╭─ MATERIAL PROVIDED
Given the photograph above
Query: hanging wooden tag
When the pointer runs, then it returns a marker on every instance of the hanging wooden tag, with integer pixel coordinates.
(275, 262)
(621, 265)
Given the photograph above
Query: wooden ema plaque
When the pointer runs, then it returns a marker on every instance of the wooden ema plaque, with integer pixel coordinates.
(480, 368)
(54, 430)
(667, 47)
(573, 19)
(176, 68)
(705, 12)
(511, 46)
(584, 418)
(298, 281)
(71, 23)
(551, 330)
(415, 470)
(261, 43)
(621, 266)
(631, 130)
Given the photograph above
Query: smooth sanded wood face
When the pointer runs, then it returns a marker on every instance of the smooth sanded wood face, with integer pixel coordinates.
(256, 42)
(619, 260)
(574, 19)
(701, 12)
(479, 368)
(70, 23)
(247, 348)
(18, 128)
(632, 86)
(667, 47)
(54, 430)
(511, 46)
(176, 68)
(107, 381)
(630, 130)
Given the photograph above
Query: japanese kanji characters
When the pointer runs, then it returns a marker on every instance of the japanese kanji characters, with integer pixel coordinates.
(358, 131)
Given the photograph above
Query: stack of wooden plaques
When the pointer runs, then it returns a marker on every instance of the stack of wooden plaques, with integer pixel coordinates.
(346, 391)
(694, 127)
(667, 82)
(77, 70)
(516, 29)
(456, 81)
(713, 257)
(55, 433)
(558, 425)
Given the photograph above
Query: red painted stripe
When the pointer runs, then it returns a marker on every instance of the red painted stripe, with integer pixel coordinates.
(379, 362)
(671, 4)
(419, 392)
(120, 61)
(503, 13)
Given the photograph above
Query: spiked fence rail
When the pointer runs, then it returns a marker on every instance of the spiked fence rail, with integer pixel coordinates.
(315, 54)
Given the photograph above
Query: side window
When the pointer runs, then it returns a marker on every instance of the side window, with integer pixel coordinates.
╰─
• [GOAL] Each entry above is to be set down again in exactly the same words.

• [RESPONSE TO THE TASK]
Given the photograph above
Query: hanging wooden tag
When the pointer runs, then it returns a marker on every instance of the hanging wooden tag, with integer pixel coordinates.
(275, 262)
(621, 265)
Given the photograph above
Query: wooden ema plaque
When the pointer runs, then it returns a marker on every instance of the wooden ema plaque, with integer pixel coordinates.
(480, 368)
(54, 430)
(667, 47)
(573, 19)
(176, 68)
(705, 12)
(511, 46)
(584, 418)
(298, 281)
(71, 23)
(551, 330)
(415, 470)
(261, 43)
(621, 266)
(631, 130)
Given the photograph above
Query: smooth sanded wood face
When the pointer runs, then it returns a marker on every instance of the smooth sanded wood face, with integer pixel coordinates.
(256, 42)
(619, 260)
(574, 19)
(701, 12)
(479, 368)
(70, 23)
(247, 348)
(18, 128)
(632, 86)
(667, 47)
(54, 430)
(511, 46)
(176, 68)
(107, 381)
(630, 130)
Given the photograph above
Query: japanese kanji characters
When the pointer runs, then it returns a marker on every instance of the japanese kanji characters, with integer pixel coordinates.
(358, 131)
Given the photograph above
Query: stack of wooden plaques
When the pointer runs, then it returns a marker on every instance of the stack of wooden plaques, with integer pixel coordinates.
(346, 391)
(694, 127)
(667, 82)
(77, 70)
(516, 29)
(456, 81)
(713, 257)
(55, 433)
(558, 425)
Given the photograph above
Query: red painted stripe
When the pointer runs, then it returns a marker on every instance of the red painted stripe, with integer pixel coordinates.
(379, 362)
(671, 4)
(419, 392)
(120, 61)
(503, 13)
Given the photograph above
Query: spiked fence rail
When the pointer runs, then it returns a marker on every instance of the spiked fence rail, with integer pixel coordinates.
(315, 54)
Given the photograph above
Query: side window
When the pointer runs, then it returns a marker on every instance of the side window, with integer pixel coordinates.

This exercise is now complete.